## Extracted records

== Segment start ==

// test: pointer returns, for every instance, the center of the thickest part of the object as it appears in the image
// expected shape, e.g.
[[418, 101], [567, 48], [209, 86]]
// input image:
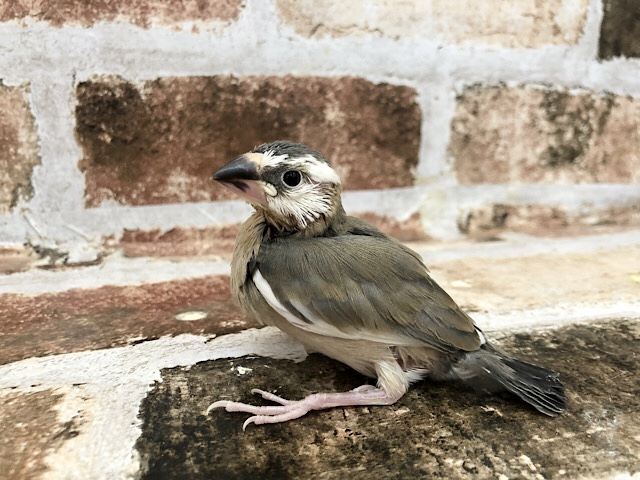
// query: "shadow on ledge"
[[436, 430]]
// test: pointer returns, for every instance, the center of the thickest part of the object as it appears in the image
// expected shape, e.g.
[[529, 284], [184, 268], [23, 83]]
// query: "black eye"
[[292, 178]]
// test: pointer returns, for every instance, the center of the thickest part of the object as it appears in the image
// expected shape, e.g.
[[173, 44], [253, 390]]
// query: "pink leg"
[[289, 410]]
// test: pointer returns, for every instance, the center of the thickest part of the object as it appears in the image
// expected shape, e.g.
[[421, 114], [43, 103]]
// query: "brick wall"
[[444, 118]]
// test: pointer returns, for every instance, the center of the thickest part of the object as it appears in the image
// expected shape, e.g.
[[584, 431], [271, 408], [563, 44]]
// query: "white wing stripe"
[[319, 326], [265, 289]]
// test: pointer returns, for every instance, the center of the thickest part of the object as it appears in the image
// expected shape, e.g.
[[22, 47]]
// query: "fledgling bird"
[[345, 289]]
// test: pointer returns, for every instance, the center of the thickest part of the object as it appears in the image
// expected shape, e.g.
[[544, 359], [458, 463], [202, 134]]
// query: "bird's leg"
[[289, 410]]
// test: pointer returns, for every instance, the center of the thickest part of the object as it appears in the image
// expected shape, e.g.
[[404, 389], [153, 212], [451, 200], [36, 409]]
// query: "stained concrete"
[[537, 134], [436, 430], [111, 316], [620, 30]]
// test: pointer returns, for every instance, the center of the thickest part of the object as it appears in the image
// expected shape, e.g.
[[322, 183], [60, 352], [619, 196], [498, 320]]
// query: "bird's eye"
[[291, 178]]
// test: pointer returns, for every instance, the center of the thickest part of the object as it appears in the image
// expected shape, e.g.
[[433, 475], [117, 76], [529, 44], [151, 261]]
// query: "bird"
[[345, 289]]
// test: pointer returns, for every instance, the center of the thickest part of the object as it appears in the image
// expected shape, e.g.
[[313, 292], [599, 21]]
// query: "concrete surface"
[[436, 430], [125, 395]]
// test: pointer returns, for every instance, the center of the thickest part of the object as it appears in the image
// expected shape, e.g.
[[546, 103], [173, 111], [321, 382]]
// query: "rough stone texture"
[[29, 430], [541, 220], [18, 146], [520, 24], [523, 134], [179, 242], [85, 319], [436, 430], [138, 12], [160, 141], [620, 29], [219, 241], [16, 259], [538, 281]]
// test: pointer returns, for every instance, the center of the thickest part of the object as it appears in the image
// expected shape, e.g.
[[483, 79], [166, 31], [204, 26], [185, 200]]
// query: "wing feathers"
[[363, 287]]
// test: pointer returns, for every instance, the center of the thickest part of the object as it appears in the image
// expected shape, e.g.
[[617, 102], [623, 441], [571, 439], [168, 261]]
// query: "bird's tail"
[[490, 370]]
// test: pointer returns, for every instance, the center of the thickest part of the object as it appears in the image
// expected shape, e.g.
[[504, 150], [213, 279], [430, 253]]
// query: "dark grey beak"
[[242, 168], [242, 177]]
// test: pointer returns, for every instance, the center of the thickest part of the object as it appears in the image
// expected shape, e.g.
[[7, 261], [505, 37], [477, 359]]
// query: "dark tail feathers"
[[488, 369]]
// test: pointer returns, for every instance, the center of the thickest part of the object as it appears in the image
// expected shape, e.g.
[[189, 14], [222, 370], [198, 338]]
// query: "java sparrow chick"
[[345, 289]]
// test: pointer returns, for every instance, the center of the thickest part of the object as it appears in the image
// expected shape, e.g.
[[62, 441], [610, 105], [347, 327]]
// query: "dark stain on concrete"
[[572, 125], [620, 29], [437, 430], [112, 316], [159, 141]]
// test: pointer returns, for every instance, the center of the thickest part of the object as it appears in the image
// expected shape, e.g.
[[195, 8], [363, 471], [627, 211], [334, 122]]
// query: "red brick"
[[138, 12], [111, 316], [160, 142], [520, 134], [18, 146], [409, 230]]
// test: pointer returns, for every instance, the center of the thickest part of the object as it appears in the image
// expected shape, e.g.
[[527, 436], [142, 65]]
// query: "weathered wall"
[[458, 119]]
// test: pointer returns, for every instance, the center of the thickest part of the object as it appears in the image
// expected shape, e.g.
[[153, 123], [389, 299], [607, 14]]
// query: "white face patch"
[[312, 199], [271, 160], [320, 172]]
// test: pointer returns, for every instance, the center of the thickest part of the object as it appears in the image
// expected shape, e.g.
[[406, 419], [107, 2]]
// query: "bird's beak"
[[242, 177]]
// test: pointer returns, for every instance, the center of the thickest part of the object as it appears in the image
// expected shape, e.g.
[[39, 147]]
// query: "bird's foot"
[[292, 409]]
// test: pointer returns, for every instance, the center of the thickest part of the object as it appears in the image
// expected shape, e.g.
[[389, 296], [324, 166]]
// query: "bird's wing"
[[361, 287]]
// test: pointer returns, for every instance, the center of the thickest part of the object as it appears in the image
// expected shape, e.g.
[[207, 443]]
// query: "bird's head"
[[293, 186]]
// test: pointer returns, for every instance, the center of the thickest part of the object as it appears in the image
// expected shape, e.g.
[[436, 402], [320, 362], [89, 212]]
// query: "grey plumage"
[[346, 289]]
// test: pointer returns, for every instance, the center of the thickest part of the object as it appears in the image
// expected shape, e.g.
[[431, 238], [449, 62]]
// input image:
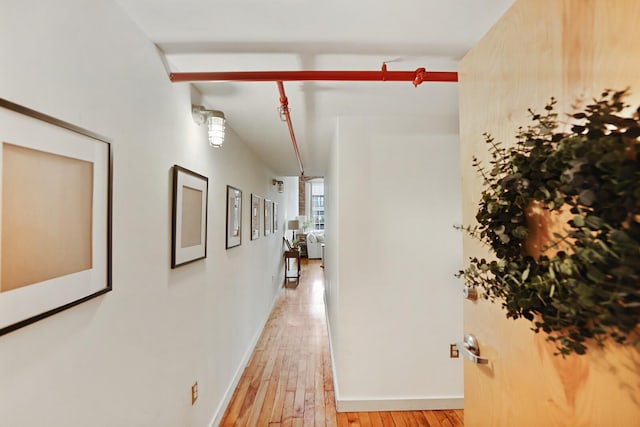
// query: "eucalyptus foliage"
[[590, 288]]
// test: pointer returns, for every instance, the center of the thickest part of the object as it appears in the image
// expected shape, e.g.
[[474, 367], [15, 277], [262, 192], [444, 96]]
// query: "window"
[[317, 204]]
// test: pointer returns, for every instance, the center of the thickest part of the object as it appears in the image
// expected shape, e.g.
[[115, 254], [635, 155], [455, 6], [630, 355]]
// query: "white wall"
[[394, 304], [129, 358]]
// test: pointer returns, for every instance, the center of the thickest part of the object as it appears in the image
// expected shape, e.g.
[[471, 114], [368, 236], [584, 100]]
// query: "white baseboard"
[[373, 405], [336, 392], [219, 413]]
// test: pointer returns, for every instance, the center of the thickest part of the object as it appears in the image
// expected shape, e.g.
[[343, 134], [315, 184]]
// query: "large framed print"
[[189, 216], [234, 217], [55, 215], [256, 201], [268, 217]]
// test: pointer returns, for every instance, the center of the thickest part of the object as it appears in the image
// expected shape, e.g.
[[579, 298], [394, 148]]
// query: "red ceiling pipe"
[[417, 77], [284, 110]]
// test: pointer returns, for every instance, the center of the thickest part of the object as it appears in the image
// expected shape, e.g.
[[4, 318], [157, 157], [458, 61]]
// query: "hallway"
[[289, 381]]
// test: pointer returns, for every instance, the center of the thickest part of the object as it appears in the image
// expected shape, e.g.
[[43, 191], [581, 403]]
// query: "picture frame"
[[275, 217], [234, 217], [256, 201], [268, 216], [189, 216], [55, 215]]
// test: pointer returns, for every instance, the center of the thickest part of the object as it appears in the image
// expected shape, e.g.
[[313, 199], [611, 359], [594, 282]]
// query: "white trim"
[[219, 412], [333, 359], [424, 404]]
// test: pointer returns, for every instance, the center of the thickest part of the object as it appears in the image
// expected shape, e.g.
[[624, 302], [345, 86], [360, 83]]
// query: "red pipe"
[[417, 77], [284, 105]]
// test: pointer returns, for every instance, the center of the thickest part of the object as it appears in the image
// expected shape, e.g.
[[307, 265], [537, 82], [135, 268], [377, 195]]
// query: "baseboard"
[[336, 392], [219, 413], [372, 405]]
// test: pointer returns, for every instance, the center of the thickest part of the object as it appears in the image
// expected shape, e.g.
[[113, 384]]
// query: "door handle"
[[470, 349]]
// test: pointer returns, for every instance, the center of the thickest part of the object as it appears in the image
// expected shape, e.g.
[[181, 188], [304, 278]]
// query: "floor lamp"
[[293, 225]]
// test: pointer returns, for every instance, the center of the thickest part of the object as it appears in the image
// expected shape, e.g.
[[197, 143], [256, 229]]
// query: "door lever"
[[470, 349]]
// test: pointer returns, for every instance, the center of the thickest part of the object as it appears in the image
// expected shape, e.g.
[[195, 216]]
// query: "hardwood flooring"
[[289, 381]]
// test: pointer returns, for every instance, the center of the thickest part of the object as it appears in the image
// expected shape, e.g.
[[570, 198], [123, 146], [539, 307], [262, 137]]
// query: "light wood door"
[[539, 49]]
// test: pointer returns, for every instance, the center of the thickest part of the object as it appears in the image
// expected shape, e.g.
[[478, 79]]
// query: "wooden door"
[[539, 49]]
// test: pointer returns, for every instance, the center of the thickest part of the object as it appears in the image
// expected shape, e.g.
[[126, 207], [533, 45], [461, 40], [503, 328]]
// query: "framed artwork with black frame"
[[189, 216], [55, 209], [275, 217], [256, 201], [234, 217], [268, 216]]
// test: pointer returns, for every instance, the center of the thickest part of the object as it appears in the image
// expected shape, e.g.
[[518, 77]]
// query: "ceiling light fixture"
[[279, 184], [215, 121]]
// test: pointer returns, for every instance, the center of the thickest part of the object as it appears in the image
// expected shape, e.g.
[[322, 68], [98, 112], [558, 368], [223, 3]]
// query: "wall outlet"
[[453, 351], [194, 392]]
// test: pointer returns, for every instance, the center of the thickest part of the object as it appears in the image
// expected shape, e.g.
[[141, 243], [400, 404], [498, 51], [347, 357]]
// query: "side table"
[[293, 254]]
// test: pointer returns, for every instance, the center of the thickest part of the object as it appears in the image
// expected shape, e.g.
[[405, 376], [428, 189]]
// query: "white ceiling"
[[289, 35]]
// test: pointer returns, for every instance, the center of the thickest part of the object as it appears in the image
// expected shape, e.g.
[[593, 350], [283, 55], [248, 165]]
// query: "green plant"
[[585, 283]]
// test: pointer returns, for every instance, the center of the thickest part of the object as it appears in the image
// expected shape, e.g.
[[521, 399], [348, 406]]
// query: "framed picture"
[[268, 216], [275, 217], [189, 224], [256, 201], [234, 217], [55, 216]]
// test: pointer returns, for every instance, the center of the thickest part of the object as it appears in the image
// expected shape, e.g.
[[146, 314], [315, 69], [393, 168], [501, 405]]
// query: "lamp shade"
[[216, 124]]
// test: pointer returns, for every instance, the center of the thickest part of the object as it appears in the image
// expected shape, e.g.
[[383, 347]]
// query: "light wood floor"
[[289, 382]]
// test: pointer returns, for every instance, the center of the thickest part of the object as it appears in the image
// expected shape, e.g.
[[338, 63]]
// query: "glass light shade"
[[216, 130]]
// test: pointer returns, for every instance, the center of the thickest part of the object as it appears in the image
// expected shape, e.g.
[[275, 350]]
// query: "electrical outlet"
[[194, 392], [453, 351]]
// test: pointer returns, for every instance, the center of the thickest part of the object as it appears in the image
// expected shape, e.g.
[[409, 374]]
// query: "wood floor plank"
[[331, 417], [343, 420], [288, 380], [431, 418], [443, 419]]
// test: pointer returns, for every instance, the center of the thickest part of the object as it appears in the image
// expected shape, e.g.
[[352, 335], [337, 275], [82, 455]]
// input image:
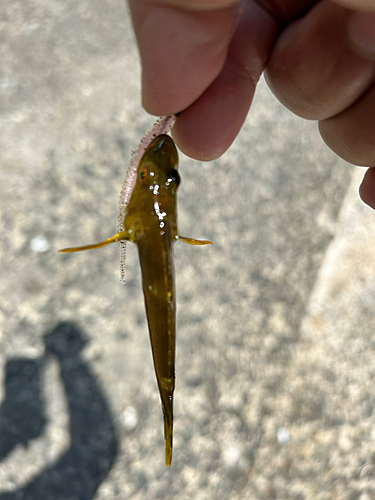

== Segment end ==

## Task objective
Could you retype exactly the lines above, starting at the line that contains "[[584, 431], [271, 408], [563, 44]]" and ending at the line that contains "[[404, 389], [153, 212], [451, 200], [36, 409]]", and nothing more?

## Solution for this task
[[584, 431], [271, 408], [563, 44]]
// query: "white wing stripe"
[[319, 326], [265, 289]]
// test: pointer returns, for every instance, the center of the thickest part of the object as it appears in the image
// expected shape, e.g.
[[22, 47]]
// query: "fledgling bird"
[[345, 289]]
// test: pointer returns, for every instance, the center of the thickest part of the object as it appears in the image
// expected shape, e.g.
[[544, 359], [458, 463], [202, 134]]
// query: "bird's leg"
[[289, 410]]
// test: pointer returns, for every instance, the center of the thickest part of the object as it appears in the image
// expected shape, e.g.
[[404, 389], [153, 212], [451, 200], [36, 409]]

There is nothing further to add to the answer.